— BEGIN —
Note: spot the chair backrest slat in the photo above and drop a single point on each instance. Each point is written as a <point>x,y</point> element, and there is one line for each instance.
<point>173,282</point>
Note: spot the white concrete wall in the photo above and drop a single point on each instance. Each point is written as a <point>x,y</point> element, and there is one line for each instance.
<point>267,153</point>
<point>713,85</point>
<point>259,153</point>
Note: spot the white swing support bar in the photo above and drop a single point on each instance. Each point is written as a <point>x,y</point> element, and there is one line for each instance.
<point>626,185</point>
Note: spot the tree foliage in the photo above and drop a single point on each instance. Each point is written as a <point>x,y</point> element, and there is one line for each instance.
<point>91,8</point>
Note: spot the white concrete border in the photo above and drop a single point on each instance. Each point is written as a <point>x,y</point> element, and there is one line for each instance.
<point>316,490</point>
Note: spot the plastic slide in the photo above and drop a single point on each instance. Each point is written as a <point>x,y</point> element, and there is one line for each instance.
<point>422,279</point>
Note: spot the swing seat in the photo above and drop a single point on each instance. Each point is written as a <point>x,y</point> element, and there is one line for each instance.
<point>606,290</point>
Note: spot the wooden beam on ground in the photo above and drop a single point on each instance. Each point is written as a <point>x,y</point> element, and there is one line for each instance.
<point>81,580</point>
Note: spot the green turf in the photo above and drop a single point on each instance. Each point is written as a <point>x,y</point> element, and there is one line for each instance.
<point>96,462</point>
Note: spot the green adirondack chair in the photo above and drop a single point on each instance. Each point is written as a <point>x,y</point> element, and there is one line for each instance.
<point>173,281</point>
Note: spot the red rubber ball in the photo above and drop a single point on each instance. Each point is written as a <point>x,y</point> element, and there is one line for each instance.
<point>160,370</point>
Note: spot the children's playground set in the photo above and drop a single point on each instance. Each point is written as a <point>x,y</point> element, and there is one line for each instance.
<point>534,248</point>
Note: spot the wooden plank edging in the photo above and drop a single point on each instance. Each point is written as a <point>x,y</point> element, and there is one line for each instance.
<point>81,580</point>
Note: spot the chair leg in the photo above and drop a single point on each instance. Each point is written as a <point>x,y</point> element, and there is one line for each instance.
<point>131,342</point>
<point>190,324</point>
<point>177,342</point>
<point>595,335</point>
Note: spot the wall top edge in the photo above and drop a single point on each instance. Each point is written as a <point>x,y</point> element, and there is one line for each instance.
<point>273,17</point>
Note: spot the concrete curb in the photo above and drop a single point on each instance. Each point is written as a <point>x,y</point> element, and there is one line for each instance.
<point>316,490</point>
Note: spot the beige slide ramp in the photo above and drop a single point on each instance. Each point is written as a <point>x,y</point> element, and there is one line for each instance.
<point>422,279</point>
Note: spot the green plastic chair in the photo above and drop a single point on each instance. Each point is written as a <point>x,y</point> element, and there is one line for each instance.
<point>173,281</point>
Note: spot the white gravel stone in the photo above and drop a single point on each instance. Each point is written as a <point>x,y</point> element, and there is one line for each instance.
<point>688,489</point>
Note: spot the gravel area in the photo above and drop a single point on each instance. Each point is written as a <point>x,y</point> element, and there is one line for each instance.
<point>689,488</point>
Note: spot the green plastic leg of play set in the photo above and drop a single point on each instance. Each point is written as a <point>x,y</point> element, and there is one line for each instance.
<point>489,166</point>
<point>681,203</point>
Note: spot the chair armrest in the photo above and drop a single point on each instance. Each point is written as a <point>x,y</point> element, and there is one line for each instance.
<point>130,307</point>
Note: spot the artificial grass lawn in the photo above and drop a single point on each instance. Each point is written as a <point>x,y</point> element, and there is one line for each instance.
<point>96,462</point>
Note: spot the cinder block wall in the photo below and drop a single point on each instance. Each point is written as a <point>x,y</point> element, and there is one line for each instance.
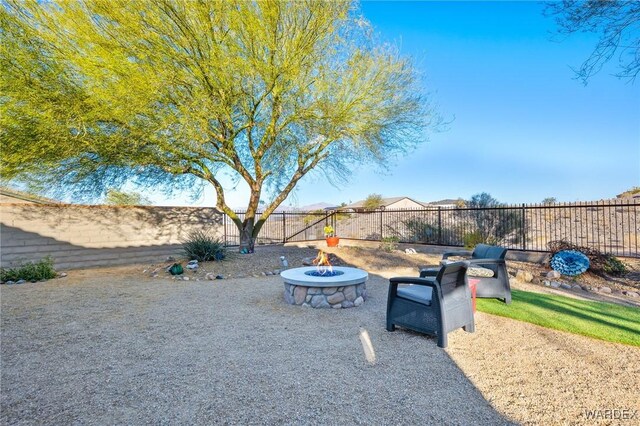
— END —
Write out all of the rows above again, word for word, but omit the pictures.

Note: spot the chair backrest slat in the photo above and drop a single point on each instance. Each point is written as a <point>x,y</point> element, and there is one line for each instance.
<point>173,282</point>
Note: spot the white concrete wall in the photo above and drop a single point on each instance. Each point is written as a <point>x,y</point> element, and there is one line for each instance.
<point>267,153</point>
<point>713,85</point>
<point>259,153</point>
Note: spot the white swing support bar in the photo above and drop a single point on each instance. Each point is written as a <point>x,y</point> element, and there is one line for each instance.
<point>626,185</point>
Note: spot the tree foliage in the photo above and drop a single point on each instance. Each point is written as a <point>x,y</point> element, and there is one line for each instance.
<point>91,8</point>
Note: spot the white concrete border in the photo above and drop a single point on each instance. Each point is written as a <point>x,y</point> element, and there is one line for each instance.
<point>316,490</point>
Note: spot the plastic slide in the photo above and drop a single point on each instance. Each point is written as a <point>x,y</point> element, and there is one line for each instance.
<point>422,279</point>
Note: spot the swing seat in the photo above and drop a single point on each instance. Each point is written as a <point>x,y</point> element, and there is one line for each instance.
<point>606,290</point>
Note: spot the wooden beam on ground in the photo above and drop a single point on each instance. Each point is written as a <point>x,y</point> element, and there is one line for each instance.
<point>81,580</point>
Note: spot the green turf in the photo above and drop a single point on each instance. Each point is written as a <point>x,y</point> element, and there is one line for each instance.
<point>96,462</point>
Note: spot the green adirondack chair in the photo above and drop a single point on each instance. Each point is written as a <point>x,y</point> element, and there is one line for each instance.
<point>173,281</point>
Note: spot the red rubber ball in the photo above and drop a single point on each instance. Each point is written as a <point>x,y</point> element, and there is one line for each instance.
<point>160,370</point>
Note: spot the children's playground set in the photo above and drop a single point on each instance. Each point is written as a <point>x,y</point> element, and there is one line for each instance.
<point>534,248</point>
Note: spot the wooden plank edging in the photo above and drop a single point on each instance. Each point is written as a <point>x,y</point> element, and there is one line for each instance.
<point>81,580</point>
Note: spot the chair leg in the photo above and drop a single point on each instance. Each point is written as a <point>x,y</point> element, and there is one line for each instance.
<point>131,342</point>
<point>190,324</point>
<point>177,342</point>
<point>595,335</point>
Note: spot the wall top edge in the photo above and drop a single point on each instance. Each point is written as a <point>x,y</point> element, and there is one line for each instance.
<point>273,17</point>
Note: spot the concrete curb in the photo above and drop a single point on each instance. Each point is written as a <point>x,y</point> element, and there is one line for each instance.
<point>316,490</point>
Note: spot the beige slide ramp in the photo above and drop a single point on each instance. Each point is written as a <point>x,y</point> element, and there is one line for each instance.
<point>422,279</point>
Note: spot the green plastic chair in the photo above and drop a single point on each instance. Each point is written as a <point>x,y</point> element, and there is one line for each instance.
<point>173,281</point>
Note: spot the white gravel stone in the photo above and drop a single point on each instance. Each point is written as a <point>x,y</point> element, and there is one line for each instance.
<point>688,489</point>
Note: spot the gravel area in the photo above and drop a single point on each instance. Each point is written as a <point>x,y</point> element, and there is one line for each instance.
<point>689,488</point>
Note: spot the green plastic leg of play set in the photo above and drop a single point on each instance. Each point is written as a <point>x,y</point> element, and there is one line for each instance.
<point>489,166</point>
<point>681,203</point>
Note: spot the chair armrest in the photo above and drop a single point on each instance. Each point is written as a <point>x,y</point> element, and there is one line for each instance.
<point>130,307</point>
Note: spot the artificial grass lawn in the photo above and drop a single point on each instance. Each point is written as a <point>x,y</point> element, and there is one line for each instance.
<point>96,462</point>
Note: spot the cinder block wall in the photo below and drop a single point on each instance. Each point is written as a <point>x,y</point> element, and there is one line for each instance.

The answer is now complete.